* Reading text:
Haskell Monad bind currying

2
votes

I am currently in need of a bit of brain training and I found this article on Haskell and Monads

I'm having trouble with exercise 7 re. Randomised function bind.

To make the problem even simpler to experiment, I replaced the StdGen type with an unspecified type. So instead of...

bind :: (a -> StdGen -> (b,StdGen)) -> (StdGen -> (a,StdGen)) -> (StdGen -> (b,StdGen))

I used...

bind :: (a -> c -> (b,c)) -> (c -> (a,c)) -> (c -> (b,c))

and for the actual function impelemtation (just straight from the exercise)

bind f x seed = let (x',seed') = x seed 
                 in f x' seed'

and also 2 randomised functions to trial with:

rndf1 :: (Num a, Num b) => a -> b -> (a,b)
rndf1 a s = (a+1,s+1)

rndf2 :: (Num a, Num b) => a -> b -> (a,b)
rndf2 a s = (a+8,s+2)

So with this in a Haskell compiler (ghci), I get...

* Required actions:
(A) Name every function that the Haskell bind question defines in its code.
(B) Proceed with the Haskell bind question from its last sentence.
The records that follow are not needed for anything here.

* Supplied data:
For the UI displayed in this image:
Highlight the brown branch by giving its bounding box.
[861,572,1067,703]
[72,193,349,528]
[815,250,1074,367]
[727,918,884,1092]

* Per-task outputs:
(A) bind, rndf1, rndf2

(B)
:t bind rndf2
bind rndf2 :: (Num a, Num c) => (c -> (a, c)) -> c -> (a, c)

This matches the bind curried with rndf2 as the first parameter.

But the thing I don't understand is how...

:t bind rndf2 . rndf1

Suddenly gives

bind rndf2 . rndf1 :: (Num a, Num c) => a -> c -> (a, c)

This is the correct type of the composition that we are trying to produce because

bind rndf2 . rndf1

Is a function that:

  1. takes the same parameter type(s) as rndf1
  2. AND takes the return from rndf1 and pipes it as an input of rndf2 to return the same type as rndf2

rndf1 can take 2 parameters a -> c and rndf2 returns (a, c) so it matches that a composition of these function should have type:

bind rndf2 . rndf1 :: (Num a, Num c) => a -> c -> (a, c)

This does not match the naive type that I initially came up with for bind

bind f :: (a -> b -> (c, d)) -> (c, d) -> (e, f)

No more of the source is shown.